**EXTRACT PROVIDED:**
Introduction
In his acceptance speech for the Test-of-Time award in NeurIPS 2017,1 Ali Rahimi2 started a controversy by frankly declaring (Rahimi 2018, 12’10”). His concerns on the lack of theoretical understanding of machine learning for critical decision-making are rightful:
1 Conference on Neural Information Processing.
2 Research Scientist, Google.
‘We are building systems that govern healthcare and mediate our civic dialogue. We would influence elections. I would like to live in a society whose systems are built on top of verifiable, rigorous, thorough knowledge and not on alchemy.’
The next day, Yann LeCun3 responded:
3 Deep Learning pioneer and 2018 Turing award winner. https://bit.ly/3CQNwTU
‘Criticising an entire community (…) for practising “alchemy”, simply because our current theoretical tools have not caught up with our practice is dangerous.’
Both researchers, at least, agree upon one thing: the practice of machine learning has outpaced its theoretical development. That is certainly a research opportunity.
A Tale of Babylonians and Greeks
Richard Feynman (Figure 1.1) used to lecture this story (Feynman 1994): Babylonians were pioneers in mathematics; Yet, the Greeks took the credit. We are used to the Greek way of doing Math: start from the most basic axioms and build up a knowledge system. Babylonians were quite the opposite; they were pragmatic. No knowledge was considered more fundamental than others, and there was no urge to derive proofs in a particular order. Babylonians were concerned with the phenomena, Greeks with the ordinance. In Feynman’s view, science is constructed in the Babylonian way. There is no fundamental truth. Theories try to connect dots from different pieces of knowledge. Only as science advances, one can worry about reformulation, simplification and ordering. Scientists are Babylonians; mathematicians are Greeks.

**INFORMATION SUPPLIED:**
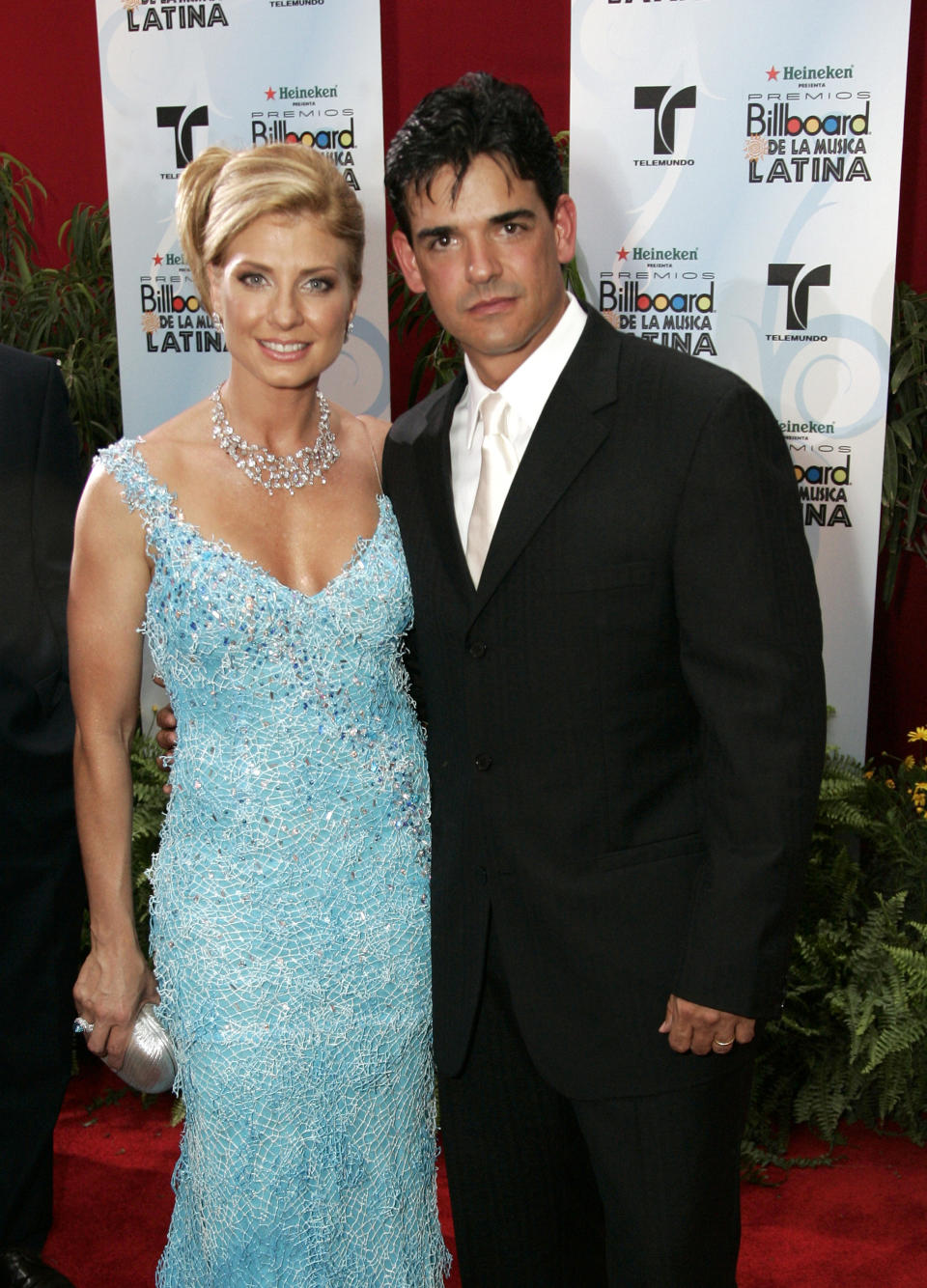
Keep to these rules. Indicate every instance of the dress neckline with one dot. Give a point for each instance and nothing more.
(361, 546)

**WRITTEN PROBLEM:**
Please write what comes next in the introduction on machine learning theory and practice, starting right after its last sentence.

**EXERCISE RESULT:**
Mathematics and science are both tools for knowledge acquisition. They are also social constructs that rely on peer-reviewing. They are somewhat different, however.
Science is empiric, based on facts collected from experience. When physicists around the world measured events that corroborated Newton’s “Law of Universal Gravitation”, they did not prove it correct; they just made his theory more and more plausible. Still, only one experiment was needed to show that Einstein’s Relativity Theory was even more believable. In contrast, we can and do prove things in mathematics.
In mathematics, knowledge is absolute truth, and the way one builds new knowledge with it, its inference method, is deduction. Mathematics is a language, a formal one, a tool to precisely communicate some kinds of thoughts. As it happens with natural languages, there is beauty in it. The mathematician expands the boundaries of expression in this language.
In science, there are no axioms: a falsifiable hypothesis/theory is proposed, and logical conclusions (predictions) from the theory are empirically tested. Despite inferring hypotheses by induction, there is no influence of psychology in the process. A tested hypothesis is not absolute truth. A hypothesis is never verified, only falsified by experiments (Popper 2004, 31–50). Scientific knowledge is belief justified by experience; there are degrees of plausibility.
Understanding the epistemic contrast between mathematics and science will help us understand the past of AI and avoid some perils in its future.
The importance of theoretical narratives
Science is a narrative of how we understand Nature (Gleiser and Sowinski 2018). In science, we collect facts, but they need interpretation. The logical conclusion from the hypothesis that predicts some behaviour in nature gives a plausible meaning to what we observed.
To illustrate, take the ancient human desire of flying. There have always been stories of men strapping wings to themselves and attempting to fly by jumping from a tower and flapping those wings like birds (see Farrington 2016). While concepts like lift, stability, and control were poorly understood, most human flight attempts ended in severe injury or even death. It did not matter how much evidence, how many hours of seeing different animals flying, those ludicrous brave men experienced; the meaning they took from what they saw was wrong, and their predictions incorrect.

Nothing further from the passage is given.